Required work | When copying the records below, keep every word as it is and drop the images.

Dataset records
◆ ◆ ◆
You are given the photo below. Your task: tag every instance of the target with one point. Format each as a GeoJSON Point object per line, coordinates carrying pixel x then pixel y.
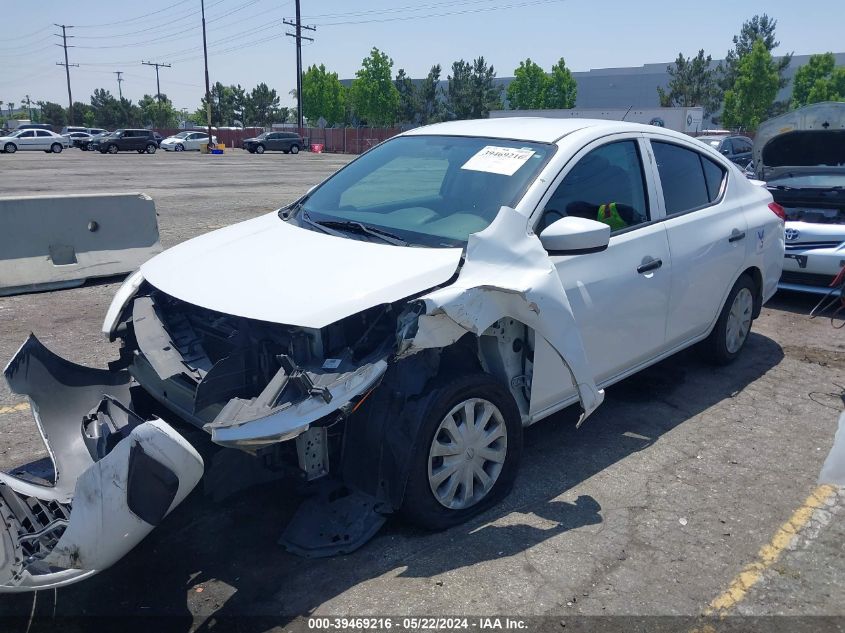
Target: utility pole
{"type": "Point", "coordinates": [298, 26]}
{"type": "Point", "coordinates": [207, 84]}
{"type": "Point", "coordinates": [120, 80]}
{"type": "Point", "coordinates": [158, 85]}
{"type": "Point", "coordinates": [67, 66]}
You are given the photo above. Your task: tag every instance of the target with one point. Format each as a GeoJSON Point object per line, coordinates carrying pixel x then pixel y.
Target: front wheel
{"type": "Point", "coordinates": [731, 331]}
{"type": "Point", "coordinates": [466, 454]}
◆ ◆ ◆
Answer below |
You are given the photo below. Your task: tag every instance of the target with one point. Format each as a GeoJSON Point object per line, coordinates carrying pixel x then pixel y.
Target: utility pole
{"type": "Point", "coordinates": [298, 26]}
{"type": "Point", "coordinates": [207, 84]}
{"type": "Point", "coordinates": [120, 80]}
{"type": "Point", "coordinates": [158, 85]}
{"type": "Point", "coordinates": [67, 66]}
You are given the photo above. Your task: tag every instance of the target with one point. Format each as a GeoJSON Point object per line, coordinates carrying pixel x then pixel y.
Target: front wheel
{"type": "Point", "coordinates": [731, 331]}
{"type": "Point", "coordinates": [466, 454]}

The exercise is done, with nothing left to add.